Stored data entries:
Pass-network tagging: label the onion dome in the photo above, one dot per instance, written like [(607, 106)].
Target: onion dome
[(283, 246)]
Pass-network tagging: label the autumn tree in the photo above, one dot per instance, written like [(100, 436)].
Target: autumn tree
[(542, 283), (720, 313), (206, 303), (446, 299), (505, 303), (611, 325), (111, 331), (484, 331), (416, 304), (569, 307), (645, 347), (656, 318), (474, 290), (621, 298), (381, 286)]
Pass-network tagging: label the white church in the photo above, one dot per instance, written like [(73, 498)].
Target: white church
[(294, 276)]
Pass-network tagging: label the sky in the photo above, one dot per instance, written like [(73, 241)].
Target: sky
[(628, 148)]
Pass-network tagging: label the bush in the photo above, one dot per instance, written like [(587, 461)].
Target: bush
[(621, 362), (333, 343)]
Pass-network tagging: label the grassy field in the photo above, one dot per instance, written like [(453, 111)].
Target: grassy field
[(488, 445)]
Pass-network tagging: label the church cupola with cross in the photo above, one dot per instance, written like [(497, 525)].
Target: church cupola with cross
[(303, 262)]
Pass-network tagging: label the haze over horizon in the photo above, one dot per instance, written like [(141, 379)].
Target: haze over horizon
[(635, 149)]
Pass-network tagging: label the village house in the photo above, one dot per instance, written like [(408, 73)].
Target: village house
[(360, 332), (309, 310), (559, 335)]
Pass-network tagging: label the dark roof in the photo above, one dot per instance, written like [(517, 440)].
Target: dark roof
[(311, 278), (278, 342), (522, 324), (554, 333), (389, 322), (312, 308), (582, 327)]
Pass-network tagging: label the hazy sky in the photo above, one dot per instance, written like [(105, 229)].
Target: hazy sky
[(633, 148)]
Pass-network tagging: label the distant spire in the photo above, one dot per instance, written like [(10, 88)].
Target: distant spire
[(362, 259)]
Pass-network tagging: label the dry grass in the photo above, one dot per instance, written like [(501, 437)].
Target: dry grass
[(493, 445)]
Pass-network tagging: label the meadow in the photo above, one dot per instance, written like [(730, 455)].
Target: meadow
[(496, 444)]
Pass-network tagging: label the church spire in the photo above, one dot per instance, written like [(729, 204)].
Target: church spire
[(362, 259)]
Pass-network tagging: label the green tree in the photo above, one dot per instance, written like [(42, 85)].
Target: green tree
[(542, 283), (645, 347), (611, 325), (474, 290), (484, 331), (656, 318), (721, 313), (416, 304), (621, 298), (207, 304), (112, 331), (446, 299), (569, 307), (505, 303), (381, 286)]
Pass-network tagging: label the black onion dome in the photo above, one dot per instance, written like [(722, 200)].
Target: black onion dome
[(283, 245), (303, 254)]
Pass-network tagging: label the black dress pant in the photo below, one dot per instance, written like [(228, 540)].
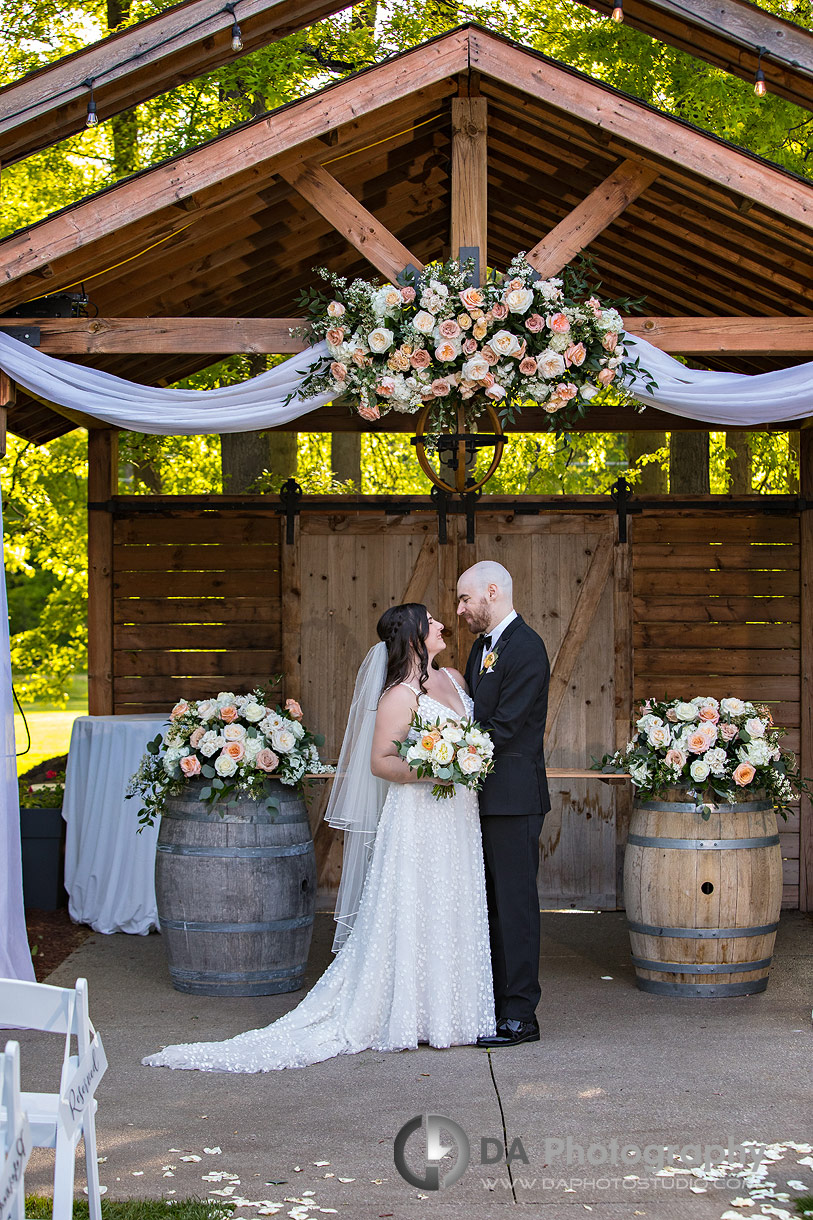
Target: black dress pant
[(512, 854)]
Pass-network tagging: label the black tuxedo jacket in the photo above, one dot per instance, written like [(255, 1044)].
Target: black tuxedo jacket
[(512, 704)]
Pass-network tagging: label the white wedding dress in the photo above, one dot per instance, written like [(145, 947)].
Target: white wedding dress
[(416, 965)]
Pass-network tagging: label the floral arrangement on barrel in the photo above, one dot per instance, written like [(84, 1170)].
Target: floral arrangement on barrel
[(234, 744), (715, 748), (442, 342)]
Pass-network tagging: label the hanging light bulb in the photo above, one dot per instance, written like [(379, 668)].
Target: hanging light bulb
[(237, 35), (93, 117)]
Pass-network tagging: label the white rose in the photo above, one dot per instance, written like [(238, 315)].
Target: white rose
[(475, 369), (210, 743), (504, 343), (283, 741), (519, 300), (380, 339), (551, 364), (424, 322), (234, 732), (442, 752)]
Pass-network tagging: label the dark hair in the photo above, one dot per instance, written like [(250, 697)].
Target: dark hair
[(404, 631)]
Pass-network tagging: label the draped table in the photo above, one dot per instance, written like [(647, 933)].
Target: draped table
[(109, 868)]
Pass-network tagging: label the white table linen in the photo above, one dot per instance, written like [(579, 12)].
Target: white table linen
[(109, 868)]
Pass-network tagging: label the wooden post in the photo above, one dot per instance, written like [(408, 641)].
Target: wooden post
[(103, 483), (470, 177), (806, 692), (7, 397)]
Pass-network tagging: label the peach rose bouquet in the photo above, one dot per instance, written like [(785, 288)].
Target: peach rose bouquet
[(717, 748), (232, 746), (438, 340)]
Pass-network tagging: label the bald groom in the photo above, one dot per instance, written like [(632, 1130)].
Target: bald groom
[(508, 675)]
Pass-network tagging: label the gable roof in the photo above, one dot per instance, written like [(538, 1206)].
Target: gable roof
[(220, 232)]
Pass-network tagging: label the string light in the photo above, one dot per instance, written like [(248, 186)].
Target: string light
[(93, 118), (237, 37)]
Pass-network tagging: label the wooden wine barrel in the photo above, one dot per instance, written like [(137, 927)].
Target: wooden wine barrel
[(236, 894), (702, 897)]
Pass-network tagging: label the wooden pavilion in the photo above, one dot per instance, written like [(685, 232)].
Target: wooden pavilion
[(465, 142)]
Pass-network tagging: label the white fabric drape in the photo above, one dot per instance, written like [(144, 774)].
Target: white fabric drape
[(713, 398), (15, 958)]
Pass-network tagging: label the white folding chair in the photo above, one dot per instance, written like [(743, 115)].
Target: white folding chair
[(11, 1112), (57, 1010)]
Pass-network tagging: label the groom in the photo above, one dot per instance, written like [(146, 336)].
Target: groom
[(508, 674)]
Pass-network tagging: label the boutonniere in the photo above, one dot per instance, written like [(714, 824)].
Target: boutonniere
[(488, 661)]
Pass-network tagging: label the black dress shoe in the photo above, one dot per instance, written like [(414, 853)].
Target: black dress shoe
[(512, 1033)]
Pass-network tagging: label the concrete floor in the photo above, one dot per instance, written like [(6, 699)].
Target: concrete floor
[(613, 1064)]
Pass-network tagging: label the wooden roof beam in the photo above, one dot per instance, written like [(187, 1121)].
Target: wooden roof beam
[(350, 218), (729, 33), (590, 217), (140, 62)]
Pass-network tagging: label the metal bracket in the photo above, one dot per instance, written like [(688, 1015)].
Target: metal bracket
[(29, 334), (291, 497), (441, 502)]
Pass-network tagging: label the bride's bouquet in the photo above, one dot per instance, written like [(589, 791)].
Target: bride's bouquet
[(452, 750)]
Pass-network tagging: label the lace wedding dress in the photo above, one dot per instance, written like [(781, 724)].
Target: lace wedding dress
[(416, 965)]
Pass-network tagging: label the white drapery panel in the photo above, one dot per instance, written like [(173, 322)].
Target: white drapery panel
[(718, 399), (15, 958)]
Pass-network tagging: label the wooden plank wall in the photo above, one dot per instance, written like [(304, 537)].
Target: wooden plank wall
[(717, 611), (197, 604)]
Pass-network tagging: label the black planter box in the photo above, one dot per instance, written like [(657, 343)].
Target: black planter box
[(43, 852)]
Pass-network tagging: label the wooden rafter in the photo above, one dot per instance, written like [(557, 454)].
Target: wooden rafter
[(350, 218), (138, 64), (591, 217), (226, 336), (729, 33)]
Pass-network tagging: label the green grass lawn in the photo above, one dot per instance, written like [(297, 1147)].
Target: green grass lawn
[(49, 727)]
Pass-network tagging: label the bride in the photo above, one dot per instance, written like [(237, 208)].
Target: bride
[(413, 961)]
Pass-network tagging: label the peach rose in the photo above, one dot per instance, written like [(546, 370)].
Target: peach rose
[(471, 298), (744, 774), (266, 760)]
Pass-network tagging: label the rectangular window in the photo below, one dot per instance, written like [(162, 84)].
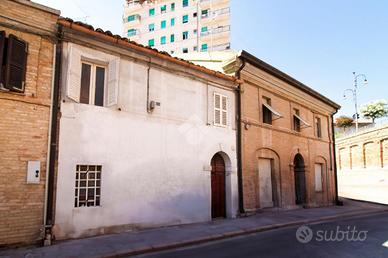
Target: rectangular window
[(318, 177), (267, 114), (185, 35), (205, 13), (318, 127), (163, 24), (92, 84), (87, 186), (296, 120), (131, 32), (163, 9), (151, 27), (2, 54), (13, 62), (185, 19), (163, 40), (220, 110), (132, 18)]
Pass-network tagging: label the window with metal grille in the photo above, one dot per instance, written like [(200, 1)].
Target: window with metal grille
[(220, 110), (88, 186)]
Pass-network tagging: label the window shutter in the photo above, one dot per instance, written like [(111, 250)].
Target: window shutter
[(74, 69), (113, 82), (2, 45), (217, 109), (15, 70), (224, 111)]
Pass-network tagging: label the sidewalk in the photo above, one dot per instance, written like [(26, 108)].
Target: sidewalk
[(138, 242)]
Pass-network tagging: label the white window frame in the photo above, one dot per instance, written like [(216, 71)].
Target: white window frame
[(88, 179), (221, 110), (92, 86)]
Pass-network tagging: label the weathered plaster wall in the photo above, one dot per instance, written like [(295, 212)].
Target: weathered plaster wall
[(155, 167), (24, 124)]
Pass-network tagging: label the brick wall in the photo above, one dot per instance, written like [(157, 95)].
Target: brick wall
[(24, 124), (280, 143), (365, 150)]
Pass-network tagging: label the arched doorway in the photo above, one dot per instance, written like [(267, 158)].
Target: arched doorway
[(300, 180), (218, 187)]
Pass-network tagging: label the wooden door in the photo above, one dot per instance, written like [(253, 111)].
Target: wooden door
[(265, 183), (300, 181), (218, 187)]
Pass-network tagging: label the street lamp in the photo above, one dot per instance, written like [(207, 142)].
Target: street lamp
[(354, 92)]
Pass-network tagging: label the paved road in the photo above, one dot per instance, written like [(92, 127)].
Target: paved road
[(283, 242)]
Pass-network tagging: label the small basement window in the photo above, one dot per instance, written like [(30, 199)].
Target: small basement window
[(87, 186)]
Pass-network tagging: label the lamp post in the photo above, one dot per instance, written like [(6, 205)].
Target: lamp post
[(354, 92)]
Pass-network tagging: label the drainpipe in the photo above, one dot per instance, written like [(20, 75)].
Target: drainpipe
[(149, 108), (239, 145), (53, 142), (337, 201)]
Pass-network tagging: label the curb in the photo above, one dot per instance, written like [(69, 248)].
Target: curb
[(242, 232)]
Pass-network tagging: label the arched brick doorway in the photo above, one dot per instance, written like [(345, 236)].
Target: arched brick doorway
[(218, 187), (300, 180)]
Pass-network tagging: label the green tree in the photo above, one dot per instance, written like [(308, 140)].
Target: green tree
[(374, 110), (344, 122)]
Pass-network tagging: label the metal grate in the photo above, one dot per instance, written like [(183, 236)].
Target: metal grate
[(88, 186)]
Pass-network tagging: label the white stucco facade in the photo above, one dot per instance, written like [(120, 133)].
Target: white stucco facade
[(155, 165)]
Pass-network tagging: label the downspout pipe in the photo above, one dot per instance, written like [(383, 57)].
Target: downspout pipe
[(49, 219), (239, 145), (337, 201)]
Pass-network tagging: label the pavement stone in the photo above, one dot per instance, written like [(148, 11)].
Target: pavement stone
[(139, 242)]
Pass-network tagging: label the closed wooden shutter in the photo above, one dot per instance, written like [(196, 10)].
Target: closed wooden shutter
[(224, 111), (2, 46), (74, 69), (113, 82), (217, 109), (15, 71)]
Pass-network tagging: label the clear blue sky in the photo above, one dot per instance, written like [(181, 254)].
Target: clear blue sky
[(319, 43)]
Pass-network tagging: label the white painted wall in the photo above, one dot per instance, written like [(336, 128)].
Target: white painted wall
[(155, 167)]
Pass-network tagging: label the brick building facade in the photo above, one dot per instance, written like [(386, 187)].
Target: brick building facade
[(27, 38), (286, 140), (365, 150)]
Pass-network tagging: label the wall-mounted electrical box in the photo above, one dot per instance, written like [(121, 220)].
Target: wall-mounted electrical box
[(33, 172)]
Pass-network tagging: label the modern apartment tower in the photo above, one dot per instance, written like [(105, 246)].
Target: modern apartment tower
[(179, 26)]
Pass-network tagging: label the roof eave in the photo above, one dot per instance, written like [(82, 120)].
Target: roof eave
[(286, 78)]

TASK OBJECTIVE:
Return every line holding the word "below" from the records.

EXERCISE ANSWER:
Pass-network tagging: label the black dress pant in the photo below, one dot per instance, written like [(228, 540)].
Pass-network tagging: label the rectangular window in the photo below, one dot per instance, written like [(162, 84)].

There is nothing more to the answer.